PAGE EXCERPT:
# Kilovac Contactors



## major (Apr 4, 2008)

69bug said:


> Hi,
> I managed to pick up a Kilovac Czonka III relay #EV200AAANA for $50 at a local sale.
> I see that EV Components and EV Parts sell them... link here.
> 
> ...


Good find. I think they're great. What's not to like? Smaller, lighter and sealed.


----------



## 69bug (Sep 17, 2009)

major said:


> Smaller, lighter and sealed.


My thoughts exactly. Seemed like one of those "too good to be true" scenarios. Just haven't seen much talk about them.

Thanks


----------



## Guest (Sep 29, 2009)

Love it. Small sealed, low power hold for the coil and the coil is 12 volt. Sweet. I have three. One is bad but only because one of the wires running into the epoxy on the top of the unit busted at the level of the epoxy. If I can dig a section of wire out and fix the wire and re-epoxy the contactor will be good for use again. Nothing but that darn wire. Be careful with the wires. Other than that, they are excellent. 

So far so good. 

Pete


----------



## martymcfly (Sep 10, 2008)

My Tyco Killovac got stuck. I couldn't turn off the power. I replaced it with a Albright. If the Albright gets stuck, you can pry it back open. I try to buy American when possible, but not in this case.


----------



## Tesseract (Sep 27, 2008)

martymcfly said:


> My Tyco Killovac got stuck. I couldn't turn off the power. I replaced it with a Albright. If the Albright gets stuck, you can pry it back open. I try to buy American when possible, but not in this case.



If your Tyco/Kilovac contactor got stuck it's probably because you don't do precharge properly (or at all?). Contactors pretty much always stick from closing into a short circuit.

We love the Tyco/Kilovac contactors. I've cut one open and it's good stuff on the inside, and even better in my opinion is that it is filled and sealed with the high-dielectric/spark-suppression gas, Sulfur Hexafluoride (SF6). This is extremely helpful in preventing arcing and damage when _interrupting_ a high current (like in the even of a catastrophic failure in your controller or wiring).


----------



## jaspersk (Jun 26, 2008)

martymcfly said:


> My Tyco Killovac got stuck. I couldn't turn off the power. I replaced it with a Albright. If the Albright gets stuck, you can pry it back open. I try to buy American when possible, but not in this case.


Wow! How much current do you run through there? As Tesseract suggested, did you have a short circuit? Seems to me that a lack of precharge wouldn't do but I could be wrong. Either way the rating on those contactors is really high so I am surprised you managed to weld it shut. That is a pretty scary scenario. I always thought the people that suggested dual contactors in case one welded shut were just being ultra conservative without any data to back up their concerns. Obviously, it sounds like two contactors are a smart plan.

I have both Albright and Kilovac. The Albright is used for reversing and the Kilovac is for the main contactor. I have had problems with both. 

You have to be very careful with the bolts on the Kilovac. I like to torque my electrical connections fairly tight (we all do right?) but I actually broke the head bolt right off. When I did it, I really didn't think I was putting that much torque on it. I am not sure what kind of metal that is but I am tempted to say it is a coated copper because it had the copper color once it snapped. That would explain why it snapped more easily than I expected. There is probably a torque spec with the relay that I ignored.

WHAT YOU WILL DO:
Transcribe the portion of the Kilovac contactor thread that begins at the words "We love the" and stops after the words "controller or wiring).".

GIVEN RECORDS:

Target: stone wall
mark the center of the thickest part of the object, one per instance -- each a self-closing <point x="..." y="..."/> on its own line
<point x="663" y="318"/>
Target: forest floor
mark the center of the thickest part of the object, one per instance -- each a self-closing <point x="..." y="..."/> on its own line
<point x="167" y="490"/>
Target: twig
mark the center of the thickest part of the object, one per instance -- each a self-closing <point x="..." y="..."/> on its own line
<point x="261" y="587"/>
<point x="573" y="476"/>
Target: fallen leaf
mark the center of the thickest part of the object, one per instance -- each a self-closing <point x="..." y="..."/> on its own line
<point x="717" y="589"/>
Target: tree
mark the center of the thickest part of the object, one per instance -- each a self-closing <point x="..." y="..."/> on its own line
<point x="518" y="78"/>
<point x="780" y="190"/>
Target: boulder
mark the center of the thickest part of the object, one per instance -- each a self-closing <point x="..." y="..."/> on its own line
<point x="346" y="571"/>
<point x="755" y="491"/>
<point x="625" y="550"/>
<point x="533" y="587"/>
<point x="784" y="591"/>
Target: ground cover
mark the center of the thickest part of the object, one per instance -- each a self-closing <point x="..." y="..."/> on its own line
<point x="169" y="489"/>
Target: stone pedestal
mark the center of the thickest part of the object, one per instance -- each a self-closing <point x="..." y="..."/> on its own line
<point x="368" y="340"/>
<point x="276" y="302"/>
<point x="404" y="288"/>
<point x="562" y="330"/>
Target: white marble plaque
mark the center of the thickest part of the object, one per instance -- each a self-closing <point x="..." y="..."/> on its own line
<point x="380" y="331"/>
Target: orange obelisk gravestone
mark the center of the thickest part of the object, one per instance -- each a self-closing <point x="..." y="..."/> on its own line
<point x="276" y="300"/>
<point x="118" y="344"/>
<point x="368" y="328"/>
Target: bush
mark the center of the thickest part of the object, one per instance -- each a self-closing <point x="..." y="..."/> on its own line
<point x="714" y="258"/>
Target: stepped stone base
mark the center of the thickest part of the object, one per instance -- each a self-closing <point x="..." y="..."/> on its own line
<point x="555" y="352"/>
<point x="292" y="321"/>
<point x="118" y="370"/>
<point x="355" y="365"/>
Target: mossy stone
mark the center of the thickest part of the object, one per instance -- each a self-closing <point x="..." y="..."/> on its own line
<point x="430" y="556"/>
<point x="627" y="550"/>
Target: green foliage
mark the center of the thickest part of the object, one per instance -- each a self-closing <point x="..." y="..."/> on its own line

SOLUTION FOR THIS EXERCISE:
We love the Tyco/Kilovac contactors. I've cut one open and it's good stuff on the inside, and even better in my opinion is that it is filled and sealed with the high-dielectric/spark-suppression gas, Sulfur Hexafluoride (SF6). This is extremely helpful in preventing arcing and damage when _interrupting_ a high current (like in the even of a catastrophic failure in your controller or wiring).